Stored data entries
::::::::
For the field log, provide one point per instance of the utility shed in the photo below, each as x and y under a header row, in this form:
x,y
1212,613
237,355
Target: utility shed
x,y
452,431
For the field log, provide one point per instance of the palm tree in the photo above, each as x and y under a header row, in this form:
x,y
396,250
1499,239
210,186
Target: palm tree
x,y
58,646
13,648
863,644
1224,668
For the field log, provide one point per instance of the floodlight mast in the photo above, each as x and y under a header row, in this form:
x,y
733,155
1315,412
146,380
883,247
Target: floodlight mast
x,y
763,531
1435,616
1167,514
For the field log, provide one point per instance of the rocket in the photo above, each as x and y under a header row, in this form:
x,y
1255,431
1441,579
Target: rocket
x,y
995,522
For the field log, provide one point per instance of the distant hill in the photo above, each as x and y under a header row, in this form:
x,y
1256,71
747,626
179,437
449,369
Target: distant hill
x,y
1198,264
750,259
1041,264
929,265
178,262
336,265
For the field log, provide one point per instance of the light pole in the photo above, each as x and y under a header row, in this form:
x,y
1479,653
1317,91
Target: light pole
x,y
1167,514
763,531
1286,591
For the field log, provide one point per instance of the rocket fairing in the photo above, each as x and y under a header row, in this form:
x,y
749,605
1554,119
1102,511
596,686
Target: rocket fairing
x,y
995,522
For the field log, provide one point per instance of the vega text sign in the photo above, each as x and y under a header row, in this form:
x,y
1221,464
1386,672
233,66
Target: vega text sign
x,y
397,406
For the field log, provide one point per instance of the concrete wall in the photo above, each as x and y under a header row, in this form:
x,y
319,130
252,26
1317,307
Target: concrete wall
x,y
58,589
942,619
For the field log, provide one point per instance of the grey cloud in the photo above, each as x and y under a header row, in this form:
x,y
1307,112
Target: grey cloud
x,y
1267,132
::::::::
**TASK:**
Repeat the data exactly. Omit nothing.

**RESPONSE TO THE EXERCISE:**
For the field log, provide one point per instance of the utility shed in the photo below, each as x and y under a header row, in this form:
x,y
1212,613
237,355
Target: utility shed
x,y
452,431
For the field log, provide one point per instance of the palm tree in the photo above, each as x and y under a header row, in this form:
x,y
396,250
1499,239
210,186
Target: palm tree
x,y
58,646
13,648
863,644
1224,668
For the field log, provide one point per instance of the floodlight mast in the photo above, each as x and y under a header row, in this form:
x,y
733,155
1315,412
146,380
883,247
Target: floodlight mast
x,y
763,531
1435,616
1167,514
For the field log, provide one point per instance of the rocket in the photo above, each as x and y under a header row, in this form:
x,y
1255,431
1441,579
Target: rocket
x,y
995,522
For the field log, provide one point per instance of the distant hill in the photo above, each as x and y under a header row, in this form:
x,y
1256,71
747,626
179,437
449,369
Target: distant hill
x,y
1198,264
750,259
1041,264
929,265
178,262
336,265
For the field log, provide one point per instance of the light pole in the photo above, each as x and y under a header row, in this form:
x,y
1479,653
1317,91
Target: light pole
x,y
1167,514
763,531
1286,591
For the field log, provide one point per instance of the rocket fairing in the photo above, each as x and y under a header row, in this form:
x,y
749,605
1554,119
1102,511
596,686
Target: rocket fairing
x,y
995,522
For the field log, provide one point per instance of the vega text sign in the photo above, each as x and y under a header row, in this form:
x,y
1221,464
1386,672
233,66
Target: vega text sign
x,y
397,406
For the field log, provide one point per instance of the concrete wall in the photo above, each as x and y under a header row, in this form:
x,y
319,130
252,26
1317,307
Target: concrete wall
x,y
58,589
942,619
For the field log, provide one point per instance of the grey cloud in the photo above, each as x and y under a header row, in this form:
x,y
1307,112
Target: grey cloud
x,y
1267,132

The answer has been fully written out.